## Start
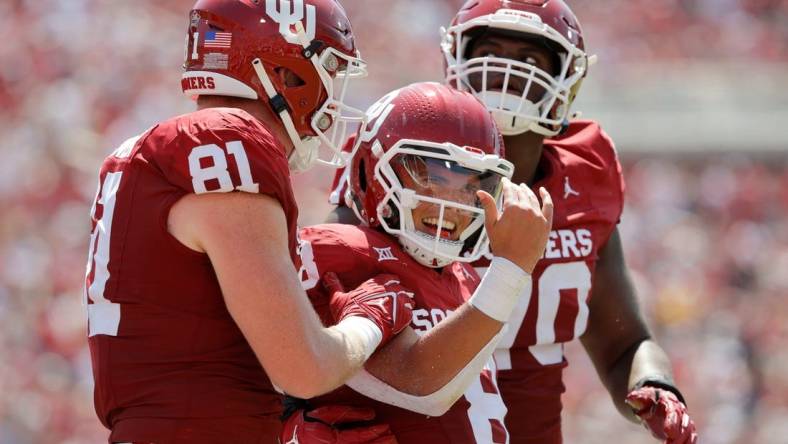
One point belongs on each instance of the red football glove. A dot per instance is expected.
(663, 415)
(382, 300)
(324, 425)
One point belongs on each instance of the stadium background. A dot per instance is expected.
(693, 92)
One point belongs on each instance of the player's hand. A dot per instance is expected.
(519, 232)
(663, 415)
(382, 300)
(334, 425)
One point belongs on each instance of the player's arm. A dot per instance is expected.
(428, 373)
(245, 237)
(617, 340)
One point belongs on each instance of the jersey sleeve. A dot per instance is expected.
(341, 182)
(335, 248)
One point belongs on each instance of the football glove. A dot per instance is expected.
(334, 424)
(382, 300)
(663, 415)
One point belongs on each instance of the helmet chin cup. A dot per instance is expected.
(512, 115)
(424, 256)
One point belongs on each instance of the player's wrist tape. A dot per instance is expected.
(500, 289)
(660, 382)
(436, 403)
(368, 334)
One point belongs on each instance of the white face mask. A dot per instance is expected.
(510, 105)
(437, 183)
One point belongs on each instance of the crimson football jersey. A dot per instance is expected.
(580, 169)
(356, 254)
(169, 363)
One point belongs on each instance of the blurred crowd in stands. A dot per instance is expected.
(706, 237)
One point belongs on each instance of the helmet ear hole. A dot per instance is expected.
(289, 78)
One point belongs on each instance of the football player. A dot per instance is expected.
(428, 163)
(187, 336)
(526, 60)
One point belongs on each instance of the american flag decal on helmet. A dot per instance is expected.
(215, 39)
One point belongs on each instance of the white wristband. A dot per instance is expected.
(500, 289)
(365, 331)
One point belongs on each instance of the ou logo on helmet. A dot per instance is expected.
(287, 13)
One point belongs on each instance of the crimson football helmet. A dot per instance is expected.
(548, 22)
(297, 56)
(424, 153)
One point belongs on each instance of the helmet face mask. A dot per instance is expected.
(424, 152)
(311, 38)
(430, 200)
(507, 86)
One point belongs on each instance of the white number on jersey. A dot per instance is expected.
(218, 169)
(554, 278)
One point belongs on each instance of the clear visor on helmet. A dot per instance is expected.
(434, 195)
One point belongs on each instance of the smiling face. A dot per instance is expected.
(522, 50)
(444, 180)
## End
## Start
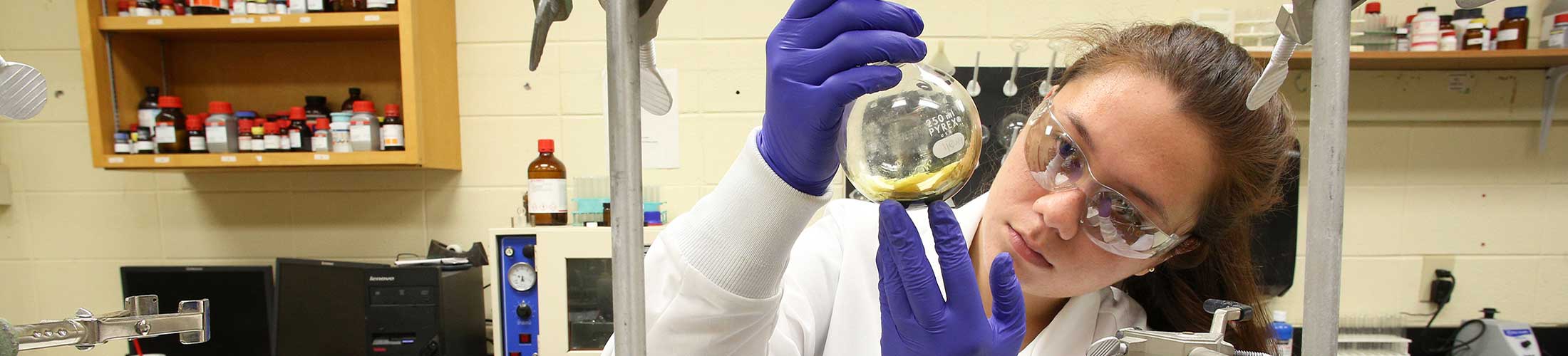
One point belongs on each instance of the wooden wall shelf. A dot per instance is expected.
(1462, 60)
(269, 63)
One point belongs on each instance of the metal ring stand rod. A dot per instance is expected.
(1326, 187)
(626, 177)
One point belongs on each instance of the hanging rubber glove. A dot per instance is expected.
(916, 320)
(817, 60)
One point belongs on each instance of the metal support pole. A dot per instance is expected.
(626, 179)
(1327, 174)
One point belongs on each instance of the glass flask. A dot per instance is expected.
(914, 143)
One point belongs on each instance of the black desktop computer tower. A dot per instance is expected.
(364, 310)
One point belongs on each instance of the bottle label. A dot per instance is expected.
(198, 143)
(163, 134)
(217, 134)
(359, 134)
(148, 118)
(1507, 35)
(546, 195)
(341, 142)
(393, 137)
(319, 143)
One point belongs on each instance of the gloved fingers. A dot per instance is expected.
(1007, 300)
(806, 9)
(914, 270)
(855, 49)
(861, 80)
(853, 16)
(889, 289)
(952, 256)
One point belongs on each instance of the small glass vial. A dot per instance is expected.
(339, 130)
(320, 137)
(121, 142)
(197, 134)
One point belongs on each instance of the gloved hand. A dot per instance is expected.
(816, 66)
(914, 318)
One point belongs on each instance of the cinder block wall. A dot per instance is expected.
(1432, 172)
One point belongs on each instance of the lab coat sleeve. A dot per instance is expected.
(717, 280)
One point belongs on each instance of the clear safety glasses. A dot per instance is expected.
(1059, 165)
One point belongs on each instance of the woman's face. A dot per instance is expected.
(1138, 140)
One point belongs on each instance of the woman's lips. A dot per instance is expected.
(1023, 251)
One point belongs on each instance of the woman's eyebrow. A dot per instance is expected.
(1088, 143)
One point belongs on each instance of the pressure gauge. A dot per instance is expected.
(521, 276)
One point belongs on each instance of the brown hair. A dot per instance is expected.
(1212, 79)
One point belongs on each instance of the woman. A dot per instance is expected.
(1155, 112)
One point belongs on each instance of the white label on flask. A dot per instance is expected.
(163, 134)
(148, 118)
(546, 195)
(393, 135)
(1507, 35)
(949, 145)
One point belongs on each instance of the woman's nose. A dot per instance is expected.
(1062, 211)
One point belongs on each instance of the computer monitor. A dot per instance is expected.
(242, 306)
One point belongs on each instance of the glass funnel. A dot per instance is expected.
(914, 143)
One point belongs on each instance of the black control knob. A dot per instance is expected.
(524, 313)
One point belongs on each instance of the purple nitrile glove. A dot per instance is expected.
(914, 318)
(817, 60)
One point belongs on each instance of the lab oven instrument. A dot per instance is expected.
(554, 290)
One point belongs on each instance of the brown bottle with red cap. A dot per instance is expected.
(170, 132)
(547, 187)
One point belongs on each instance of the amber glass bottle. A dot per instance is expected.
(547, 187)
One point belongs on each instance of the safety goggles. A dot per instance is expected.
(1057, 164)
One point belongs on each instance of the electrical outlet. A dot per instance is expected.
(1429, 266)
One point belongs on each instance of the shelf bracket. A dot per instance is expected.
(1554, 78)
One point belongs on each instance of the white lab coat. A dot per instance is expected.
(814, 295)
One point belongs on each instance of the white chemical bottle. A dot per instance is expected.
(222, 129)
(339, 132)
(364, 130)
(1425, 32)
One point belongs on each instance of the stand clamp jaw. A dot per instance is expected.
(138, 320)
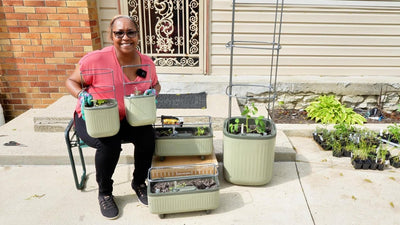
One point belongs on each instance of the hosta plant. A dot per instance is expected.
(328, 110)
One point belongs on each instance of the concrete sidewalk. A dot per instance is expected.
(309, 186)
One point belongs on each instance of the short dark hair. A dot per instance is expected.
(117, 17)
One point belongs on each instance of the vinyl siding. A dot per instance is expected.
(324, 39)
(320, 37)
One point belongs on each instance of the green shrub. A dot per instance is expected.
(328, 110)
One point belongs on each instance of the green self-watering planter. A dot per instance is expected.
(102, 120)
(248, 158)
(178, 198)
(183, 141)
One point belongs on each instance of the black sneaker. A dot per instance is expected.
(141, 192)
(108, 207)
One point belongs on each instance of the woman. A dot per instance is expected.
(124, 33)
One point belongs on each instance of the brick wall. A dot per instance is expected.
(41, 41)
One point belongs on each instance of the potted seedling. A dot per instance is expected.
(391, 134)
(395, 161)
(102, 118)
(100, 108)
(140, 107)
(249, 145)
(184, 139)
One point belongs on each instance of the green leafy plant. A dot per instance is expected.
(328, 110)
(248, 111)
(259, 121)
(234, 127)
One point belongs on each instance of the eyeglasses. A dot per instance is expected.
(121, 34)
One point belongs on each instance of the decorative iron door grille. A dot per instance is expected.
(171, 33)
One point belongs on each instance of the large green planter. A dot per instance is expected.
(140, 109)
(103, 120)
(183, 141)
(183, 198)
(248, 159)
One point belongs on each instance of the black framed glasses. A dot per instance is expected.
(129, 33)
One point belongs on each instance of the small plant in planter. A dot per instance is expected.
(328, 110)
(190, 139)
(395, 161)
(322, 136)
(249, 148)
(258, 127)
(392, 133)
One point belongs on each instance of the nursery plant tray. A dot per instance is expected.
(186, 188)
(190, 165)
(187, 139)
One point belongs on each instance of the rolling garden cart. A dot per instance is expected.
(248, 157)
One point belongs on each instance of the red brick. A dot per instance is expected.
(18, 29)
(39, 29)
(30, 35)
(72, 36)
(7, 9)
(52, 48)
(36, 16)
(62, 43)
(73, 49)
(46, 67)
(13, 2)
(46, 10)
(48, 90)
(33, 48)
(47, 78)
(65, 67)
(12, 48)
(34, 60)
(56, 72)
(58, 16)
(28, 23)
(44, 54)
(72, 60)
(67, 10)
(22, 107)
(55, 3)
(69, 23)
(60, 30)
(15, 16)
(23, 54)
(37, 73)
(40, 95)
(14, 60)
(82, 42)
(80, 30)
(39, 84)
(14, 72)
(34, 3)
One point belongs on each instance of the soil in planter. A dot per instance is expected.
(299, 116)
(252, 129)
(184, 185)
## End
__EXERCISE DIRECTIONS__.
Reproduce the records above without alteration, from the line containing "One point belongs on each instance of the metal ring" up to and including the line containing "(1327, 174)".

__ANSWER TO THE TASK__.
One point belongs on each instance of the metal ring stand rod. A dot per instance is expected.
(1326, 187)
(626, 177)
One point belongs on each instance of the hanging rubber glove. A dot per instance is expected.
(916, 320)
(817, 60)
One point belongs on each instance of the metal support pole. A dot per instance is expected.
(626, 179)
(1327, 174)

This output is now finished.